▸ **Provided passage**:
Photonic Network Device Project

The Photonic Network Device Project aims to contribute to the creation of a next-generation optical network by developing digital coherent devices and optical switch devices for practical use in core/metro networks toward high-speed, large-capacity network applications.

Photonic Network Device Project

① Si photonics devices

Silicon (Si) photonics is a platform technology for achieving a variety of photonic integrated functions required for optical signal transmission using Si fine-processing technologies for fabricating large-scale integrated electronic circuits (LSIs). Si photonics will enable us to converge and integrate electronic and photonic circuits in the future, which should lead to breakthroughs in ultra-compact and cost-effective photonics devices. By combining the deep knowledge accumulated by NTT Laboratories in Si optical waveguide physics and optical circuit design technologies such as silica-based optical waveguides, we will develop Si photonics optical transmitter/receiver integrated devices for practical use in high-speed, large-capacity network applications.

▸ **Exercise prompt**:
Answer these questions using the photonic device page above.
1. What two kinds of devices does the project develop?
2. In which networks are these devices meant for practical use?
3. According to the page, Si photonics will enable which two kinds of circuits to be converged and integrated?

▸ **Stored rows**:
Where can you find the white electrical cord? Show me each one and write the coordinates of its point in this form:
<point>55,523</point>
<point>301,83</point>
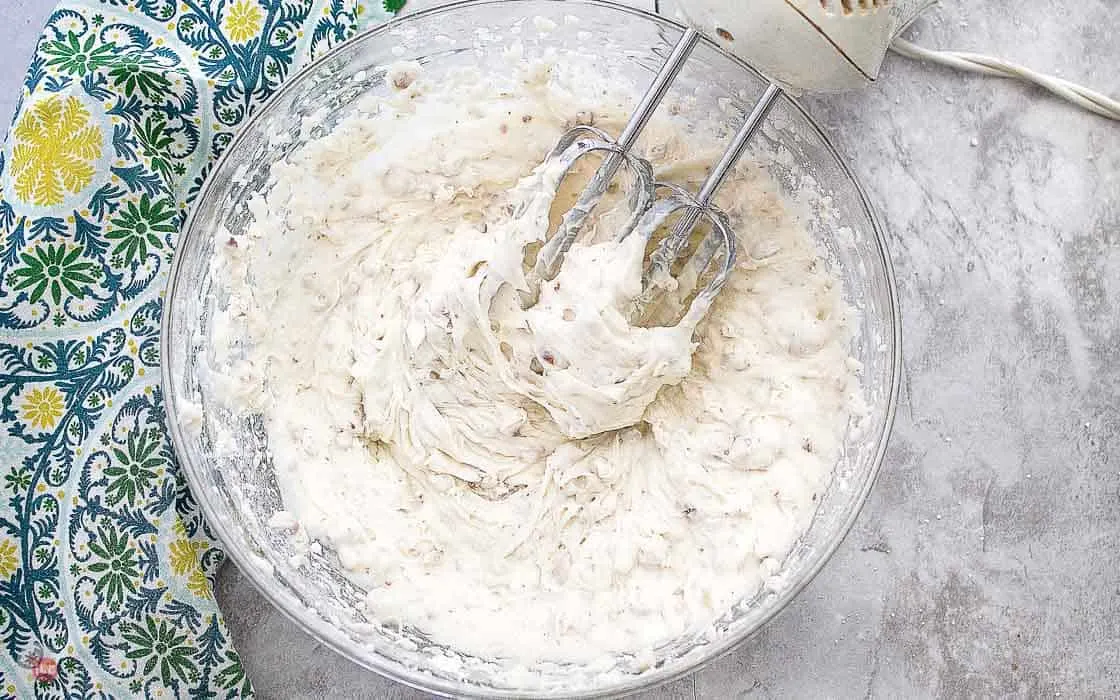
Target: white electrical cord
<point>986,65</point>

▸ **Correct answer**:
1. Digital coherent devices and optical switch devices.
2. Core/metro networks.
3. Electronic and photonic circuits.